[Start DATA PROVIDED]

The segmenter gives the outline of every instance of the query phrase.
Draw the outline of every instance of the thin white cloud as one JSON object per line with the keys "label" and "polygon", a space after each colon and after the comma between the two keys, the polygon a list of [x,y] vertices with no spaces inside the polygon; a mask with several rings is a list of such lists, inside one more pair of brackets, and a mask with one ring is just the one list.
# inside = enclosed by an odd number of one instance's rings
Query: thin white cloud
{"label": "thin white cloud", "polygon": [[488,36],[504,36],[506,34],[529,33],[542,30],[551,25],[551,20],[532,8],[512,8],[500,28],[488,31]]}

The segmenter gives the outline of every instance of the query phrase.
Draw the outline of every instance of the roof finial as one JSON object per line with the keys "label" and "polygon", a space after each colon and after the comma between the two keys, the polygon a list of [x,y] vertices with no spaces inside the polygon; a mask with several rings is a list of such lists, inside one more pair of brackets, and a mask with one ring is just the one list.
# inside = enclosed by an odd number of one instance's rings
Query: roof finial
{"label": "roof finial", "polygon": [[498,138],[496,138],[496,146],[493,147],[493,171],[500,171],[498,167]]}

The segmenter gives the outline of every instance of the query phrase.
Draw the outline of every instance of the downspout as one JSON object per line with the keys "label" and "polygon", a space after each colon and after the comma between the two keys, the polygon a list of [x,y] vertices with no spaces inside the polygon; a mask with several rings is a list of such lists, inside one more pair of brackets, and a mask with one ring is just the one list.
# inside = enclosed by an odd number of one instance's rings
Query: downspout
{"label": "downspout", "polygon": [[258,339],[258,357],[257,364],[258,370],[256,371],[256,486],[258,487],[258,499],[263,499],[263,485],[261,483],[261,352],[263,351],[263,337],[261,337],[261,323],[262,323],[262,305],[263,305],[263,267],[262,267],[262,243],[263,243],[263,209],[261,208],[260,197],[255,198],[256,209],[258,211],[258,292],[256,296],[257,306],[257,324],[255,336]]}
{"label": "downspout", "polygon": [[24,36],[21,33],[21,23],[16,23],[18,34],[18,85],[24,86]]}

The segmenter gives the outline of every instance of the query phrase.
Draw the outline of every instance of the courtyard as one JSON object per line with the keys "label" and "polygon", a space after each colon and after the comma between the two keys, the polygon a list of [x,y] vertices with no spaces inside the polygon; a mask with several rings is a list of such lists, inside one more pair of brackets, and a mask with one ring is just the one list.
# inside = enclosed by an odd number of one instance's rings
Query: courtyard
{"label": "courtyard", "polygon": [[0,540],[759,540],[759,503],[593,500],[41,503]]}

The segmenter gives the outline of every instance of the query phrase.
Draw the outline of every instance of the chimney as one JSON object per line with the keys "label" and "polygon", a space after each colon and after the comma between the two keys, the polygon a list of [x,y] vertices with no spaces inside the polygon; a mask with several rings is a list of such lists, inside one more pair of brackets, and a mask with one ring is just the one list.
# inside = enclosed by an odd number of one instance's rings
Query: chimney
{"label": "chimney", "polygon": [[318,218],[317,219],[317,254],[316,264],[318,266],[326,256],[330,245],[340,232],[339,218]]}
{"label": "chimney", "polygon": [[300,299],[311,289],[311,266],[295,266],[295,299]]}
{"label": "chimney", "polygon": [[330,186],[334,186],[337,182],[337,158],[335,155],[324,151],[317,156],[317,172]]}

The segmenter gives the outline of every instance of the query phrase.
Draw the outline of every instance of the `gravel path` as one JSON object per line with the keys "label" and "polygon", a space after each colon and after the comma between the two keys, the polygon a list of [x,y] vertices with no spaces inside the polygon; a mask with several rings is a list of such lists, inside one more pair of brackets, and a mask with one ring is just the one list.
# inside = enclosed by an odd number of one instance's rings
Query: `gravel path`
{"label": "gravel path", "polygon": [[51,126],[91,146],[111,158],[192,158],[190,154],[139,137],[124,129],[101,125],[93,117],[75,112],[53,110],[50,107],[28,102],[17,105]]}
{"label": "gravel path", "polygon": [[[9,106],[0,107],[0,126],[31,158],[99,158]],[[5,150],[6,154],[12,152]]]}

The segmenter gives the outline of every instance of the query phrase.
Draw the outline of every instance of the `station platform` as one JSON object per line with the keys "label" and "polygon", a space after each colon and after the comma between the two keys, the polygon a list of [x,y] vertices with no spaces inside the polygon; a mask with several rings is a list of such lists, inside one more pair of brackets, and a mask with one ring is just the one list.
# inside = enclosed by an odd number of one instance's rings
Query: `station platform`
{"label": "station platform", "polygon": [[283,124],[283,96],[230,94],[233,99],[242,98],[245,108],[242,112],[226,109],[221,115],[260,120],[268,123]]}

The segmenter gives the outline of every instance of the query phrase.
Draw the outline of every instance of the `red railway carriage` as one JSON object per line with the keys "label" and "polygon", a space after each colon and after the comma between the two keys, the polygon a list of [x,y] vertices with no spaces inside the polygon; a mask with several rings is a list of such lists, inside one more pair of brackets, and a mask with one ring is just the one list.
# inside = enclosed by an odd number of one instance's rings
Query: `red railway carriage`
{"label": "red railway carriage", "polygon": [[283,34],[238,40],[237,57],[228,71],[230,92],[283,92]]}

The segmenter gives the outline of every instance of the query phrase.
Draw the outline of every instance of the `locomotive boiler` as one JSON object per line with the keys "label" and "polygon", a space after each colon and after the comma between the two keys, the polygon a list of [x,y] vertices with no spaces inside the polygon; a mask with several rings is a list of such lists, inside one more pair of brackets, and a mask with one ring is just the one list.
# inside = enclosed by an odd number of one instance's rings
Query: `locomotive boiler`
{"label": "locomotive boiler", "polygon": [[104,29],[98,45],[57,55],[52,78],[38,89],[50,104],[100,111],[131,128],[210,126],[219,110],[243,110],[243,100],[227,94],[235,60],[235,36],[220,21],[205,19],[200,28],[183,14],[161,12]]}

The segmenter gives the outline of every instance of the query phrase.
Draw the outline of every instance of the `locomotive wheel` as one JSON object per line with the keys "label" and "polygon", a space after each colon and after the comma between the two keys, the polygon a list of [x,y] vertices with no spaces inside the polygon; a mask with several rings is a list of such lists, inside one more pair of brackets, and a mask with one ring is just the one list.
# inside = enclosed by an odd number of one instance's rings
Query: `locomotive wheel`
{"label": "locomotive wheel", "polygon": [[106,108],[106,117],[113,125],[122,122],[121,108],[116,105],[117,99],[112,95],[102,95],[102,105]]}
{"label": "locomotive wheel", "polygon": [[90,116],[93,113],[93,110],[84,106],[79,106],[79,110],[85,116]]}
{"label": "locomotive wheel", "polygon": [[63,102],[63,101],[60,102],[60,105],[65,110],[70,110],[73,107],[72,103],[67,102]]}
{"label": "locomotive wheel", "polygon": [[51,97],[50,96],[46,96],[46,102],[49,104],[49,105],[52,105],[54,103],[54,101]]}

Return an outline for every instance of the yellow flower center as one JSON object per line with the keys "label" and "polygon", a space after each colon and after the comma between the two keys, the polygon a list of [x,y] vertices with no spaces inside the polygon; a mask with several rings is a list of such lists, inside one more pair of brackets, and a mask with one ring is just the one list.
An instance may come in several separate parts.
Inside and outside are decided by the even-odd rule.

[End DATA PROVIDED]

Give the part of the material that opens with the line containing "Return an outline" and closes with the line containing "An instance may" as a Markdown table with the columns No. and Text, one row per line and blank lines left out.

| No. | Text |
|---|---|
| 1 | Return an outline for every instance of the yellow flower center as one JSON object per line with the keys "label" and "polygon", a space after each colon and after the comma between the two keys, the polygon a list of [x,y] vertices with no spaces inside the polygon; a mask with several rings is a list of such lists, inside one more pair of brackets, and a mask with one ring is just the one list. |
| 2 | An instance may come in several separate parts. |